文本片段.
=====

稍后,周信芳另一个北方徒弟张学海也由京来沪学艺。这次,周信芳教
他的戏是《徐策跑城》。这出戏的唱做十分

为弟子张学海说戏(一九六二年)繁重。在教的过程中,周信芳既严格
又耐心。比如出场,既要等锣鼓,又不能硬凑锣鼓;既要表现出老年人的步
履、神态,又要自然,注意美感。徐策转身,撩袍等动作,周信芳要求张学
海既要做得顿挫有力,又不能一味追求顿挫、棱角;而是要像学字一样,有
时要圆,有时要有棱角,有时要藏锋,有时要露锋。尤其是徐策上马前后,
要有所不同。上马后,是表示马在走,不是徐策在走,所以不能再走老人的
步子;但也不能走得太快,因为毕竟是老人在骑马。

“跑城”那一段,就更难了。起初,张学海唱和做配合不好,不是快了,
就是慢了。动作连贯不起来。后来动作能连贯了,但节奏缺乏变化,还是不


对劲。周信芳除了一遍遍地耐心示范外,还启发张学海,告诉他这段舞蹈要
“闹中有静,静中有闹”,就是说在紧张、繁杂之中,要沉得住气,不慌不
乱;而在平静的场合,要有劲头,不瘟不沓;同时,舞蹈身段还要有气势、
有华采,这样才美。

他还要张学海注意一些细节,细节往往表现人物的性格和人物间的关
系。比如,徐策唱“叫家院带马看动静”时,就不必去看家院,因为徐策是
老相爷,嘱咐这样一件小事,没有必要看看对方。

再如,薛刚夫妇跪在徐策面前,徐策不认识薛刚的妻子纪鸾英,便问道:
“这是何人?”张学海念这句词时,用手指着纪鸾英。周信芳纠正他说:“纪
鸾英既跟薛刚跪在一起,肯定不会是敌人,而是自己人,所以,徐策不能用
手指着她问,至多只能摊摊手。”

张学海听了,茅塞顿开。

=====

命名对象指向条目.

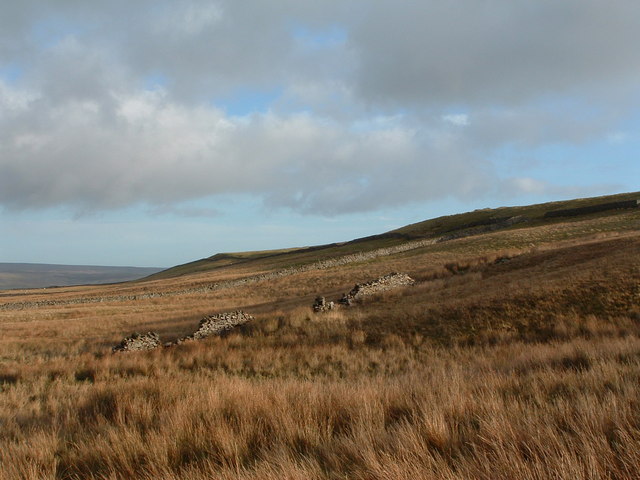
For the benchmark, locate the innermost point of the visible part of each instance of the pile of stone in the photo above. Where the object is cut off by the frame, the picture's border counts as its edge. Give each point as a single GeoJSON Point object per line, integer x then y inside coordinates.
{"type": "Point", "coordinates": [321, 305]}
{"type": "Point", "coordinates": [382, 284]}
{"type": "Point", "coordinates": [218, 324]}
{"type": "Point", "coordinates": [138, 342]}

=====

任务要求.
根据上文关于周信芳教戏的文本,回答下列问题:
(a) 周信芳这次教张学海的是哪出戏?
(b) 周信芳告诉张学海,“跑城”这段舞蹈要做到怎样?
(c) 念“这是何人?”时,周信芳认为徐策至多只能做什么动作?

完整答案.
(a) 《徐策跑城》。
(b) 要“闹中有静,静中有闹”。
(c) 至多只能摊摊手。